SELECTED TEXT:
Other casualties of July 2017 included the masterly horror-movie auteur George A. Romero, who died on July 16th; Welsh actor Hywel Bennett, one-time boyish-faced star of movies like The Family Way (1966), Twisted Nerve (1968) and Loot (1970), who died on July 25th; and Chester Bennington, singer with popular nu-metal band Linkin Park, who died on July 20th – I had little time for nu-metal music generally, but I thought Linkin Park were among the sub-genre’s least offensive practitioners.  Meanwhile, departing on July 15th was distinguished movie and TV actor Martin Landau, who first gained attention as a villain in Alfred Hitchcock’s North by Northwest back in 1959.  I’ll always remember Landau for playing Commander Koenig in the TV sci-fi show Space 1999 (1975-77) and playing a washed-up, drug-addled Bela Lugosi in Tim Burton’s delightful Ed Wood (1994).

RAW DATA:
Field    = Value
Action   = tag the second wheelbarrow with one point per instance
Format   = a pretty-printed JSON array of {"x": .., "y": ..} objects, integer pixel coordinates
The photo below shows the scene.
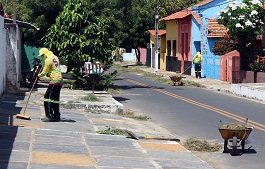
[{"x": 236, "y": 134}]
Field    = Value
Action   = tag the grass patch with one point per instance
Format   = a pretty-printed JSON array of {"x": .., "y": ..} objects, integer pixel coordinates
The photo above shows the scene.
[
  {"x": 90, "y": 97},
  {"x": 114, "y": 131},
  {"x": 194, "y": 144}
]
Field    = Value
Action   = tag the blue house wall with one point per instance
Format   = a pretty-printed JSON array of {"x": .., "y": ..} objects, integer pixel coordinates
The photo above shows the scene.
[{"x": 200, "y": 40}]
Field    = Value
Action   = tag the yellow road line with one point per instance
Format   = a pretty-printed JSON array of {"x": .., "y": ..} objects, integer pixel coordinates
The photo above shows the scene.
[{"x": 219, "y": 111}]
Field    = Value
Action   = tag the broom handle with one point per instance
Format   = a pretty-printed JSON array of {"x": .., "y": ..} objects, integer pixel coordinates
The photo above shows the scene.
[{"x": 29, "y": 95}]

ACTIONS TO TAKE:
A) According to the text on July 2017 deaths, which TV sci-fi show featured Martin Landau as Commander Koenig?
B) Reproduce verbatim the part of the text on July 2017 deaths starting at "Other casualties of" and ending at "Ed Wood (1994).".

SET OF ANSWERS:
A) Space 1999 (1975-77)

B)
Other casualties of July 2017 included the masterly horror-movie auteur George A. Romero, who died on July 16th; Welsh actor Hywel Bennett, one-time boyish-faced star of movies like The Family Way (1966), Twisted Nerve (1968) and Loot (1970), who died on July 25th; and Chester Bennington, singer with popular nu-metal band Linkin Park, who died on July 20th – I had little time for nu-metal music generally, but I thought Linkin Park were among the sub-genre’s least offensive practitioners.  Meanwhile, departing on July 15th was distinguished movie and TV actor Martin Landau, who first gained attention as a villain in Alfred Hitchcock’s North by Northwest back in 1959.  I’ll always remember Landau for playing Commander Koenig in the TV sci-fi show Space 1999 (1975-77) and playing a washed-up, drug-addled Bela Lugosi in Tim Burton’s delightful Ed Wood (1994).